(Items from a dataset)
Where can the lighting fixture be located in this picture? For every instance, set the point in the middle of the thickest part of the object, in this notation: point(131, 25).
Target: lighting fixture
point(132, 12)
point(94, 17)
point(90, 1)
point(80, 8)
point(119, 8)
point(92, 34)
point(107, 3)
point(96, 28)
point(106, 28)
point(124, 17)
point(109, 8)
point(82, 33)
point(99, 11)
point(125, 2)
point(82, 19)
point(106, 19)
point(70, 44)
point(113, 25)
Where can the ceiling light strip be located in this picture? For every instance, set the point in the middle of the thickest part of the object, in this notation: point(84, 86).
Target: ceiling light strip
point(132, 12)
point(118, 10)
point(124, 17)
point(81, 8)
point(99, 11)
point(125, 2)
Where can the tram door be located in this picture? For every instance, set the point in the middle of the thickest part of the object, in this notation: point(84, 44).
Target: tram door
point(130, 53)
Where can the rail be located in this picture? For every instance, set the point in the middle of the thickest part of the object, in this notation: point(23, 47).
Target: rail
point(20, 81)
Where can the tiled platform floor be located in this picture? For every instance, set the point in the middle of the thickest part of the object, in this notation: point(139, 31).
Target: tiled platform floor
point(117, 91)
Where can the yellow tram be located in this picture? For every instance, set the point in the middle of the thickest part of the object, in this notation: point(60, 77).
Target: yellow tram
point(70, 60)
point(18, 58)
==
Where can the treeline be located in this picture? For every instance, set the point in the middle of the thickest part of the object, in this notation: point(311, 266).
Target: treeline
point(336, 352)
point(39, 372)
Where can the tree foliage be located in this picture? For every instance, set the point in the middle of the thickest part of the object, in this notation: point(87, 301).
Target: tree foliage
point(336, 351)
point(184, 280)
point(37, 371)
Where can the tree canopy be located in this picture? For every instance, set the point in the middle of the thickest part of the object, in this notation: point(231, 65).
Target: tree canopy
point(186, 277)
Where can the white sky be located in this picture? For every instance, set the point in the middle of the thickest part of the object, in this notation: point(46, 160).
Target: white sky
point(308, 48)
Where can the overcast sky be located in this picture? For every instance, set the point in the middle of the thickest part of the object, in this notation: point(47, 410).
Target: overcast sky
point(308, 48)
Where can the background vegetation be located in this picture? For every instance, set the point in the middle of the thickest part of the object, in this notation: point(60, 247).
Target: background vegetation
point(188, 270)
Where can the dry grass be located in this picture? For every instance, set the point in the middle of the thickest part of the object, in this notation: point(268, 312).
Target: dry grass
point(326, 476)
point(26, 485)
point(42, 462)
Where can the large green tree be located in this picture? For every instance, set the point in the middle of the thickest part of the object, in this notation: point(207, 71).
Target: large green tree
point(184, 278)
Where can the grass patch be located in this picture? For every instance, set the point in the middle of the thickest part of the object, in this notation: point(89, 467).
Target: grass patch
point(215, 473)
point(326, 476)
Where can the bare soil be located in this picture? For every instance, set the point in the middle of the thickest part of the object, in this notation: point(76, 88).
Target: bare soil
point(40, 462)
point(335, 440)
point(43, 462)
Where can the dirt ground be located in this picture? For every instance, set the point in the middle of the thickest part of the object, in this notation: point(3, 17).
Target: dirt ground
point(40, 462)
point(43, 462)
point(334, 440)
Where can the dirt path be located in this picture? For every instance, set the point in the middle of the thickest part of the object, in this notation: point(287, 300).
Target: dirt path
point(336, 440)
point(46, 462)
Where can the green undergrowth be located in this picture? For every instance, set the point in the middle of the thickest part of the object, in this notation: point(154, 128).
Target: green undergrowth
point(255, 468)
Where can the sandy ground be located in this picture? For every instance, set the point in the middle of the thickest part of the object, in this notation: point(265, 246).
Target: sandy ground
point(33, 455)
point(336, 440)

To do: A word-for-word copy of the lines above from the one with "Where can the lighting" through the one with "Where can the ceiling", inclusive, is the only output wanted.

Response:
Where can the lighting fixture be located in this picture? For every instance, set the point in the middle of the thickest part of the object, in this notation: point(131, 25).
Target: lighting fixture
point(132, 12)
point(94, 17)
point(90, 1)
point(80, 8)
point(119, 8)
point(92, 34)
point(107, 3)
point(96, 28)
point(106, 28)
point(124, 17)
point(109, 8)
point(82, 33)
point(99, 11)
point(125, 2)
point(82, 19)
point(106, 19)
point(70, 44)
point(113, 25)
Where can the ceiling light strip be located in this picture? For every instance, set the point in the middle of the thickest part of the object, in this notation: point(84, 86).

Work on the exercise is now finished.